**Stored data:**
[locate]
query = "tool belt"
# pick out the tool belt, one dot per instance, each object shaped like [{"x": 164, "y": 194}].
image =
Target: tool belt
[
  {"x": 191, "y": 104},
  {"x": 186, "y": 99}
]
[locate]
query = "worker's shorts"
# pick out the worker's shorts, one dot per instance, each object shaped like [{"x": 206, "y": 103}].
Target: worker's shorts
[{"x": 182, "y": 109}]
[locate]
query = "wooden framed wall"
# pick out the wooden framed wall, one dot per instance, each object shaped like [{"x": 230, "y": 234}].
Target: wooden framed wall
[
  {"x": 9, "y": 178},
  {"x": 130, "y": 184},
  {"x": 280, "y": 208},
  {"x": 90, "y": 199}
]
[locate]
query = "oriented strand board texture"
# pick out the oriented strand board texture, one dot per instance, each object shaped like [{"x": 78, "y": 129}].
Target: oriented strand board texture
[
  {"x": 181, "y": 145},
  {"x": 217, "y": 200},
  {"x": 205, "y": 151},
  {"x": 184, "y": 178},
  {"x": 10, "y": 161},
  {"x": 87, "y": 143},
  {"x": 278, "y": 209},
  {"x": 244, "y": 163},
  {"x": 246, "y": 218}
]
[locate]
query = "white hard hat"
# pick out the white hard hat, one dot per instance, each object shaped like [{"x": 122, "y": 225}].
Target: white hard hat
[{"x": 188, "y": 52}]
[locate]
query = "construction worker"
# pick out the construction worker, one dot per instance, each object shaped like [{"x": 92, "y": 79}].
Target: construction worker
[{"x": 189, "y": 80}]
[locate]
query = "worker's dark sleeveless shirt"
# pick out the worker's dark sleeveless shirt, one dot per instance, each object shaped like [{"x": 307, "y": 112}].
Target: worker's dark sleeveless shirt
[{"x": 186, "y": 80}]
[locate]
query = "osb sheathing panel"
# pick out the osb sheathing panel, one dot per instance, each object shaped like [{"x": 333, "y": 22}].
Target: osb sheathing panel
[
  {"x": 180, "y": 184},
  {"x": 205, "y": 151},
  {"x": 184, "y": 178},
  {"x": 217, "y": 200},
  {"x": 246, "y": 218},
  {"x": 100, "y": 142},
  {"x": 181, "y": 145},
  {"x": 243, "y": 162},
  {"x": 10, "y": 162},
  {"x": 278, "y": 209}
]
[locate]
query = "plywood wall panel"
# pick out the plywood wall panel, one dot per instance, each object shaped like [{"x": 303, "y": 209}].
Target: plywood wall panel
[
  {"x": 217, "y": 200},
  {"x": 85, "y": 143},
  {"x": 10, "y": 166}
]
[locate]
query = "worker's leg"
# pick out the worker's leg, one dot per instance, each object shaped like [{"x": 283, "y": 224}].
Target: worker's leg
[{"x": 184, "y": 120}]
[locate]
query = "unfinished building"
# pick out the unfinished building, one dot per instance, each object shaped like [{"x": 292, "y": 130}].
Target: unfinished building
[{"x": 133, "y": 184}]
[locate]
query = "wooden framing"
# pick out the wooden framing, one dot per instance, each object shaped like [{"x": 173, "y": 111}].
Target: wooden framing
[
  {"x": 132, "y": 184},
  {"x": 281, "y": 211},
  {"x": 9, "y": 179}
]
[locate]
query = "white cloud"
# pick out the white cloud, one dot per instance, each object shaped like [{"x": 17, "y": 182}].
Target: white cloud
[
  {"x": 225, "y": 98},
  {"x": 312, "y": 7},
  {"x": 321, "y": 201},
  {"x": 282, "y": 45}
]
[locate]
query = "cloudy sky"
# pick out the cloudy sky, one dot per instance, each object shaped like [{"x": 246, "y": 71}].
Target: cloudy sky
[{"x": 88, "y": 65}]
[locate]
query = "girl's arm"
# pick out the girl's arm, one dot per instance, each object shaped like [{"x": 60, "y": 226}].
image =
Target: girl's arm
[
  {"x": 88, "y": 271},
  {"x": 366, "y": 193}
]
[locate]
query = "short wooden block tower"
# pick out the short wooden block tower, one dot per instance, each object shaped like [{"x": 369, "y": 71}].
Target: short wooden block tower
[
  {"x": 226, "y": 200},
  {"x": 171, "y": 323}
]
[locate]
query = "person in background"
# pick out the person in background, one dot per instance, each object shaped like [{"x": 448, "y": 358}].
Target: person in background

**The task:**
Copy out all of the lines above exactly.

**The completed task:**
[locate]
query = "tool belt"
# pick out the tool belt, one dot per instance, each object shaped like [{"x": 164, "y": 194}].
image =
Target: tool belt
[
  {"x": 191, "y": 104},
  {"x": 186, "y": 99}
]
[locate]
query = "worker's shorts"
# pick out the worker's shorts, one dot per instance, each object shaped like [{"x": 206, "y": 103}].
Target: worker's shorts
[{"x": 182, "y": 109}]
[locate]
query = "wooden framed wall"
# pick out the wooden framed wall, one dot per instance, each object shaped like [{"x": 230, "y": 234}].
Target: wooden framed wall
[
  {"x": 9, "y": 178},
  {"x": 130, "y": 184},
  {"x": 280, "y": 208},
  {"x": 90, "y": 199}
]
[locate]
query = "oriented strand board texture"
# pick out the oriented strand board texture, one dot per instance, each object shaped like [{"x": 78, "y": 129}].
Target: oriented strand board texture
[
  {"x": 181, "y": 145},
  {"x": 217, "y": 200},
  {"x": 205, "y": 151},
  {"x": 184, "y": 178},
  {"x": 10, "y": 161},
  {"x": 87, "y": 143},
  {"x": 278, "y": 209},
  {"x": 244, "y": 163},
  {"x": 246, "y": 218}
]
[locate]
query = "white hard hat"
# pick out the white hard hat, one dot per instance, each object shaped like [{"x": 122, "y": 225}].
Target: white hard hat
[{"x": 188, "y": 52}]
[locate]
query = "construction worker"
# pick out the construction worker, one dot per instance, each object shaped like [{"x": 92, "y": 79}].
Target: construction worker
[{"x": 189, "y": 80}]
[locate]
query = "worker's dark sleeveless shirt"
# pick out the worker's dark sleeveless shirt, one dot per instance, each object shaped like [{"x": 307, "y": 112}].
Target: worker's dark sleeveless shirt
[{"x": 186, "y": 80}]
[locate]
query = "osb sheathing panel"
# pick out the osb sheathing panel, one dot per instance, each object shaped like [{"x": 333, "y": 22}].
Target: osb sheathing panel
[
  {"x": 180, "y": 184},
  {"x": 205, "y": 151},
  {"x": 184, "y": 178},
  {"x": 217, "y": 200},
  {"x": 246, "y": 218},
  {"x": 100, "y": 142},
  {"x": 181, "y": 145},
  {"x": 243, "y": 162},
  {"x": 10, "y": 162},
  {"x": 278, "y": 209}
]
[locate]
query = "plywood wall panel"
# pick out the plywood wall panel, one dot per instance, each object shaped like [{"x": 303, "y": 209}].
Target: plywood wall panel
[
  {"x": 217, "y": 200},
  {"x": 85, "y": 143},
  {"x": 10, "y": 166}
]
[locate]
query = "worker's leg"
# pick out the worker's leg, one dot per instance, each object shaped like [{"x": 283, "y": 224}].
Target: worker's leg
[{"x": 184, "y": 120}]
[locate]
query = "unfinished building"
# pick out the unfinished building, one dot per instance, each object shaped like [{"x": 292, "y": 130}].
Target: unfinished building
[{"x": 133, "y": 184}]
[locate]
query = "wooden framing"
# pick out the wooden framing, one dot per instance, each object shaped like [{"x": 173, "y": 111}].
Target: wooden framing
[
  {"x": 132, "y": 184},
  {"x": 281, "y": 211},
  {"x": 9, "y": 179}
]
[locate]
query = "white cloud"
# pick out the white cloud, one dot per instance, each object shaped like [{"x": 17, "y": 182}].
Target: white cloud
[
  {"x": 225, "y": 98},
  {"x": 312, "y": 7},
  {"x": 321, "y": 201},
  {"x": 282, "y": 45}
]
[locate]
query = "cloudy sky"
# pick out the cloudy sky, one dot per instance, each object shaped like [{"x": 246, "y": 71}].
Target: cloudy sky
[{"x": 88, "y": 65}]
[locate]
query = "girl's arm"
# pick out the girl's arm, one dot per instance, each object shaped like [{"x": 60, "y": 226}].
image =
Target: girl's arm
[
  {"x": 88, "y": 271},
  {"x": 366, "y": 193}
]
[locate]
query = "short wooden block tower"
# pick out the short wooden block tower, one dot per instance, each object shaped like [{"x": 369, "y": 71}].
Target: short wooden block tower
[
  {"x": 226, "y": 200},
  {"x": 171, "y": 323}
]
[locate]
query = "person in background"
# pick out the person in background, one dot per instance, each object shaped like [{"x": 448, "y": 358}].
Target: person in background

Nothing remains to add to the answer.